### Saved data entries
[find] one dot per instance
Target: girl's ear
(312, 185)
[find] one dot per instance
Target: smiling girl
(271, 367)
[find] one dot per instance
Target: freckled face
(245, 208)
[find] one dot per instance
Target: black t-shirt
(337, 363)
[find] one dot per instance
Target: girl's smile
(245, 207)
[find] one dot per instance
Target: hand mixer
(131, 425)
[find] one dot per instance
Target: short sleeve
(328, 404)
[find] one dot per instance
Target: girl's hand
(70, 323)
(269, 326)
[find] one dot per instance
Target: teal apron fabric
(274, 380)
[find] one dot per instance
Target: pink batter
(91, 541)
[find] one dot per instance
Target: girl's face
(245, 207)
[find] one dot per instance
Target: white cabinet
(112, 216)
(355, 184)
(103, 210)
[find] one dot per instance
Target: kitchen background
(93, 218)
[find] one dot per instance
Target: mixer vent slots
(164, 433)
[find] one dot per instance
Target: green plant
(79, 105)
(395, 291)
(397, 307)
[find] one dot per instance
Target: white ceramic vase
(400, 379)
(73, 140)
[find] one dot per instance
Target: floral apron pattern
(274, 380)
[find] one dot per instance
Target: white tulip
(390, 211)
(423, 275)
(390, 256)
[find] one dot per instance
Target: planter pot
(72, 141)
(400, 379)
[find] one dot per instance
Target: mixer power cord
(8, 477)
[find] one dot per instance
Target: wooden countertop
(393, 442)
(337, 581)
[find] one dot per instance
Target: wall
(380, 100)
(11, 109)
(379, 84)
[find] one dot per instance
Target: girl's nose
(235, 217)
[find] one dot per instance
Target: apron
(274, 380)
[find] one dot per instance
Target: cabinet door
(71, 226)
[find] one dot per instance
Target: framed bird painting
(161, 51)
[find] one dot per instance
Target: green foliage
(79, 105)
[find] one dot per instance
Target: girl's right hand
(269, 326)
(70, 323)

### Work task
Your reply should contain each entry, copied without alteration.

### Answer to this problem
[find] one dot per instance
Target: girl's ear
(312, 185)
[find] one dot per instance
Target: smiling girl
(271, 367)
[find] one dot per instance
Target: freckled face
(245, 208)
[find] one dot per instance
Target: black t-shirt
(337, 363)
[find] one dot per instance
Target: girl's smile
(245, 207)
[find] one dot per instance
Target: hand mixer
(131, 425)
[find] one dot per instance
Target: short sleeve
(328, 404)
[find] one dot per instance
Target: girl's hand
(70, 323)
(269, 326)
[find] one dot per instance
Target: teal apron fabric
(274, 380)
[find] one dot per instance
Target: pink batter
(91, 541)
[find] one dot per instance
Target: girl's face
(245, 207)
[find] one dot per instance
Target: white cabinet
(112, 216)
(355, 184)
(103, 210)
[find] one dot per instance
Target: kitchen background
(93, 218)
[find] one dot per instance
Target: mixer vent slots
(164, 433)
[find] one dot per instance
Target: green plant
(79, 105)
(395, 291)
(397, 307)
[find] one dot per instance
Target: white ceramic vase
(400, 379)
(73, 140)
[find] one dot per instance
Target: floral apron pattern
(274, 380)
[find] one dot per instance
Target: white tulip
(390, 211)
(423, 275)
(390, 256)
[find] one dot per instance
Target: planter pot
(72, 141)
(400, 379)
[find] one dot per instance
Target: mixer power cord
(8, 477)
[find] one dot per instance
Target: wooden countertop
(393, 442)
(337, 581)
[find] one dot per instance
Target: wall
(380, 100)
(11, 109)
(379, 84)
[find] one dot per instance
Target: girl's nose
(235, 217)
[find] one dot per instance
Target: apron
(274, 380)
[find] one dot per instance
Target: cabinet door
(71, 226)
[find] one dot per instance
Target: framed bird painting
(161, 51)
[find] one dot per instance
Target: green foliage
(79, 105)
[find] one dot per instance
Target: girl's right hand
(269, 326)
(70, 323)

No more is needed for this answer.